Reproduce the following material verbatim, line for line and in the original order.

───── Data extracts

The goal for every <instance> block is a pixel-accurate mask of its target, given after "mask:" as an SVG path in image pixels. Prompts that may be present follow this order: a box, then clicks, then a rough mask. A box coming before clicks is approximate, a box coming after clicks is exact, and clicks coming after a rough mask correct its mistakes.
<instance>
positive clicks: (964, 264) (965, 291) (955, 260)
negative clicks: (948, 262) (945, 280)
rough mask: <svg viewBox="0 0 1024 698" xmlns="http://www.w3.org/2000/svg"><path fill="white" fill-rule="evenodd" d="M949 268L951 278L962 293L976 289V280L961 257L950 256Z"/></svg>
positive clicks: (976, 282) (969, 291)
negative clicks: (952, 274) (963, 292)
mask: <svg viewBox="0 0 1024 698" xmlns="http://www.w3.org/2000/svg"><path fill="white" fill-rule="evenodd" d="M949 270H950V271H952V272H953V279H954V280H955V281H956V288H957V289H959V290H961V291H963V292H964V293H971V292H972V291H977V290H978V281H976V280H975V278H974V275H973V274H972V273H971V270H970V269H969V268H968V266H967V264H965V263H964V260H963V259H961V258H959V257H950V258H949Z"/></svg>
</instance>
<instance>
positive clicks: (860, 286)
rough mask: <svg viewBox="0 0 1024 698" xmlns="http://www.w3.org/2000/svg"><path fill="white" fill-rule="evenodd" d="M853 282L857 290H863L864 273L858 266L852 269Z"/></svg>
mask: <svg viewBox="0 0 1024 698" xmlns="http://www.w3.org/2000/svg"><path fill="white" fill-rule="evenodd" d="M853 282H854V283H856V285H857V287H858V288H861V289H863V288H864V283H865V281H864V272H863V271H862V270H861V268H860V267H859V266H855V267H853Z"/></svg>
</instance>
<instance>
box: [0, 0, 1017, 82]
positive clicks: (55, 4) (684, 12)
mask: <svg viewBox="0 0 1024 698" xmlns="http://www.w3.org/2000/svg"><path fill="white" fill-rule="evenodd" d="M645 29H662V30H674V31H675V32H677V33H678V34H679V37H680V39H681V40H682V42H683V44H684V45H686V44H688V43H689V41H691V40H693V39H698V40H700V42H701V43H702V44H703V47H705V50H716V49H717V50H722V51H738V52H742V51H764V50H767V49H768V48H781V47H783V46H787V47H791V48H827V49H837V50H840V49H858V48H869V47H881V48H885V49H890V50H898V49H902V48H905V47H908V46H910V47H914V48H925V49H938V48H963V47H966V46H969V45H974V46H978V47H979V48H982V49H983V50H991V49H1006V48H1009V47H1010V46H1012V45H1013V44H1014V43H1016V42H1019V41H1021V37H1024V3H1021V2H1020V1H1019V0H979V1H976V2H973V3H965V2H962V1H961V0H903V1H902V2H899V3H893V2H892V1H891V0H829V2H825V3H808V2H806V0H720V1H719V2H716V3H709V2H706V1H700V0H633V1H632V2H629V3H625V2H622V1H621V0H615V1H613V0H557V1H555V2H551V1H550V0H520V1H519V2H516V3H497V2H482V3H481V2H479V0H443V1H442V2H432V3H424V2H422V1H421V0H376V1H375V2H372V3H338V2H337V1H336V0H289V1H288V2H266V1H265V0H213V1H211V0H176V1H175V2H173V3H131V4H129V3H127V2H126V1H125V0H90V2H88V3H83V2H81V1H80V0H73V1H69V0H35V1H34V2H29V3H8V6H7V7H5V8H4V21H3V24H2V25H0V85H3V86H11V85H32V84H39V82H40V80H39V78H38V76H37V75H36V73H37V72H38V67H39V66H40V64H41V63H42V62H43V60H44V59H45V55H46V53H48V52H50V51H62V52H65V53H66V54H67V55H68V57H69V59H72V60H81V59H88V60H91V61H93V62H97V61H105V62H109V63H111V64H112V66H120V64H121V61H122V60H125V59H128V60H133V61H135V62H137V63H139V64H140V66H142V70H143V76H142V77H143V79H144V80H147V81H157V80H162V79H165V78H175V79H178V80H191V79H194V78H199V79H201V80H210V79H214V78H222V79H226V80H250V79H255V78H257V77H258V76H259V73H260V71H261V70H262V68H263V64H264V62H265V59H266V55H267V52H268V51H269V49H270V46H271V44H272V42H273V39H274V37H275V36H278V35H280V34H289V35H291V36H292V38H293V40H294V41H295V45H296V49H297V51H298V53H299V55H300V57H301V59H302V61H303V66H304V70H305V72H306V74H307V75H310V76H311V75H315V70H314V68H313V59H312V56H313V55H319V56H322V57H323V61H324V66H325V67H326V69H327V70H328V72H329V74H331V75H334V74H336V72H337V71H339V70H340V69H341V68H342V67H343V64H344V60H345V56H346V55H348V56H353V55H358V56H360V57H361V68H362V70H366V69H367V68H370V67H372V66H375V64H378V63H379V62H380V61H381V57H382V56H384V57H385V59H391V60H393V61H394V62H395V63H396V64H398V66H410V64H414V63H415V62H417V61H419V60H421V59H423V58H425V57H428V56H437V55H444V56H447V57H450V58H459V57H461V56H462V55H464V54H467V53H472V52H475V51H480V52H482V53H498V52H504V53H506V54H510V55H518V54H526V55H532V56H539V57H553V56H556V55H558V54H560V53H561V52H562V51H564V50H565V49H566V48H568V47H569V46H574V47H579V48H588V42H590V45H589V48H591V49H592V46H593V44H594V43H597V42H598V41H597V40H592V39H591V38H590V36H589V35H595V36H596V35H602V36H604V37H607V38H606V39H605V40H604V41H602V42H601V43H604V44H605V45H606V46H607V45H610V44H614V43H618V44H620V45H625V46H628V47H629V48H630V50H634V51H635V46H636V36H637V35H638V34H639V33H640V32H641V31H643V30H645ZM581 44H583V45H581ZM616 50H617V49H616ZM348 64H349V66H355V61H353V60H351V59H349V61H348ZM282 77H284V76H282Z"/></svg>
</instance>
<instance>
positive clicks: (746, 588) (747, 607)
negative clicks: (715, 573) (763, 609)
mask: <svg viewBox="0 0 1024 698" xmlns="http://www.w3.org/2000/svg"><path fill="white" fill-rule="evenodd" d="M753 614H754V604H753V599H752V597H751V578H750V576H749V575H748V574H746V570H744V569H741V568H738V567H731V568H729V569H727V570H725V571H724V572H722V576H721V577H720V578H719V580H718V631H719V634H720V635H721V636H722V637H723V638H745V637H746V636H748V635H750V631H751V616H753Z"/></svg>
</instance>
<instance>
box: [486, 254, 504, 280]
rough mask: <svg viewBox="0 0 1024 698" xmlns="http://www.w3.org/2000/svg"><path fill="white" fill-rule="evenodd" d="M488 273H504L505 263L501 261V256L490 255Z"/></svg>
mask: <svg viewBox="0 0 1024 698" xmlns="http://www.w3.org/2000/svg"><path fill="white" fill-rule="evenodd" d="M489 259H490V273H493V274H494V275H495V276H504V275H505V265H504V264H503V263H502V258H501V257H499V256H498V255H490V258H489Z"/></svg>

──────────

Final answer -
The goal for every <instance> block is a pixel-accurate mask of its target, given after "mask:" as an SVG path in image pixels. Prompts that may be present follow this order: a box, then clicks, then a rough mask. A box coming before clicks is approximate, a box coming after clicks is exact, and clicks coming after a rough mask correct its mistakes.
<instance>
positive clicks: (964, 264) (965, 291) (955, 260)
negative clicks: (948, 262) (945, 280)
rough mask: <svg viewBox="0 0 1024 698" xmlns="http://www.w3.org/2000/svg"><path fill="white" fill-rule="evenodd" d="M949 268L951 278L962 293L976 289V280L961 257L950 256Z"/></svg>
positive clicks: (976, 282) (969, 291)
negative clicks: (952, 274) (963, 292)
mask: <svg viewBox="0 0 1024 698" xmlns="http://www.w3.org/2000/svg"><path fill="white" fill-rule="evenodd" d="M949 270H950V271H952V272H953V279H954V280H955V281H956V288H957V289H959V290H961V291H963V292H964V293H971V292H972V291H977V290H978V281H976V280H975V278H974V275H973V274H972V273H971V270H970V269H969V268H968V266H967V264H965V263H964V260H963V259H961V258H959V257H950V258H949Z"/></svg>
</instance>
<instance>
positive clicks: (860, 286)
rough mask: <svg viewBox="0 0 1024 698" xmlns="http://www.w3.org/2000/svg"><path fill="white" fill-rule="evenodd" d="M853 282L857 290H863L864 273L858 266L852 269Z"/></svg>
mask: <svg viewBox="0 0 1024 698" xmlns="http://www.w3.org/2000/svg"><path fill="white" fill-rule="evenodd" d="M853 282H854V283H856V285H857V287H858V288H861V289H863V288H864V283H865V281H864V272H863V271H862V270H861V268H860V267H859V266H855V267H853Z"/></svg>
</instance>
<instance>
box: [0, 0, 1017, 82]
positive clicks: (55, 4) (684, 12)
mask: <svg viewBox="0 0 1024 698" xmlns="http://www.w3.org/2000/svg"><path fill="white" fill-rule="evenodd" d="M645 29H662V30H674V31H675V32H677V33H678V34H679V37H680V39H681V40H682V42H683V44H684V45H686V44H688V43H689V41H691V40H693V39H698V40H700V42H701V43H702V44H703V47H705V50H716V49H717V50H722V51H738V52H742V51H764V50H767V49H768V48H781V47H783V46H787V47H791V48H827V49H837V50H840V49H858V48H869V47H881V48H885V49H890V50H898V49H902V48H905V47H908V46H910V47H914V48H925V49H938V48H963V47H966V46H969V45H974V46H978V47H979V48H982V49H983V50H991V49H1006V48H1009V47H1010V46H1012V45H1013V44H1014V43H1016V42H1019V41H1021V37H1024V3H1021V2H1020V1H1019V0H979V1H976V2H973V3H965V2H962V1H961V0H903V1H902V2H899V3H893V2H892V1H891V0H829V2H825V3H808V2H806V0H720V1H719V2H716V3H709V2H706V1H700V0H633V1H632V2H629V3H625V2H622V1H621V0H615V1H613V0H557V1H555V2H551V1H550V0H520V1H519V2H516V3H497V2H482V3H481V2H479V0H443V1H442V2H432V3H424V2H422V1H421V0H376V1H375V2H372V3H338V2H337V1H336V0H289V1H288V2H266V1H265V0H213V1H211V0H176V1H175V2H173V3H131V4H129V3H127V2H126V1H125V0H90V2H88V3H83V2H81V1H80V0H73V1H69V0H35V1H34V2H29V3H8V6H7V7H5V8H4V21H3V24H2V25H0V85H3V86H11V85H32V84H39V82H40V80H39V78H38V76H37V75H36V73H37V72H38V67H39V66H40V64H41V63H42V62H43V60H44V59H45V55H46V53H48V52H50V51H62V52H65V53H66V54H67V55H68V57H69V59H72V60H81V59H88V60H91V61H93V62H97V61H105V62H109V63H111V64H112V66H120V64H121V61H122V60H125V59H128V60H133V61H135V62H137V63H139V64H140V66H142V70H143V76H142V77H143V79H144V80H147V81H157V80H162V79H165V78H175V79H178V80H191V79H194V78H199V79H201V80H210V79H214V78H222V79H226V80H250V79H255V78H257V77H258V76H259V73H260V71H261V70H262V68H263V64H264V62H265V59H266V55H267V52H268V51H269V49H270V46H271V44H272V42H273V39H274V37H275V36H278V35H280V34H289V35H291V36H292V38H293V40H294V41H295V45H296V49H297V51H298V53H299V55H300V57H301V59H302V61H303V66H304V70H305V72H306V74H307V75H310V76H311V75H315V70H314V68H313V59H312V56H313V55H319V56H322V57H323V61H324V66H325V67H326V69H327V70H328V72H329V74H331V75H334V74H336V72H337V71H339V70H340V69H341V68H342V67H343V64H344V60H345V56H346V55H348V56H353V55H358V56H360V57H361V68H362V70H366V69H367V68H370V67H372V66H375V64H378V63H379V62H380V61H381V57H382V56H384V57H385V59H391V60H393V61H394V62H395V63H396V64H398V66H410V64H414V63H415V62H417V61H419V60H421V59H423V58H425V57H428V56H437V55H444V56H447V57H450V58H459V57H461V56H462V55H464V54H467V53H472V52H475V51H480V52H482V53H498V52H504V53H506V54H510V55H518V54H526V55H532V56H539V57H553V56H556V55H558V54H560V53H561V52H562V51H564V50H565V49H566V48H568V47H569V46H574V47H579V48H588V42H590V45H589V48H591V49H592V46H593V44H594V43H597V42H598V41H597V40H592V39H591V38H590V36H589V35H595V36H596V35H602V36H604V37H607V38H606V39H605V40H604V41H602V42H601V43H604V44H605V45H606V46H607V45H610V44H614V43H618V44H620V45H625V46H628V47H629V48H630V50H634V51H635V46H636V36H637V35H638V34H639V33H640V32H641V31H643V30H645ZM581 44H583V45H581ZM616 50H617V49H616ZM348 64H349V66H355V61H353V60H351V59H349V61H348ZM282 77H284V76H282Z"/></svg>
</instance>
<instance>
positive clicks: (746, 588) (747, 607)
negative clicks: (715, 573) (763, 609)
mask: <svg viewBox="0 0 1024 698" xmlns="http://www.w3.org/2000/svg"><path fill="white" fill-rule="evenodd" d="M753 614H754V604H753V599H752V597H751V578H750V576H749V575H748V574H746V570H744V569H741V568H738V567H731V568H729V569H727V570H725V571H724V572H722V576H721V577H720V578H719V580H718V631H719V634H720V635H721V636H722V637H723V638H745V637H746V636H748V635H750V631H751V616H753Z"/></svg>
</instance>
<instance>
box: [486, 254, 504, 280]
rough mask: <svg viewBox="0 0 1024 698" xmlns="http://www.w3.org/2000/svg"><path fill="white" fill-rule="evenodd" d="M488 273H504L505 263L501 261V256L490 255Z"/></svg>
mask: <svg viewBox="0 0 1024 698" xmlns="http://www.w3.org/2000/svg"><path fill="white" fill-rule="evenodd" d="M489 259H490V273H493V274H494V275H495V276H504V275H505V265H504V264H503V263H502V258H501V257H499V256H498V255H490V258H489Z"/></svg>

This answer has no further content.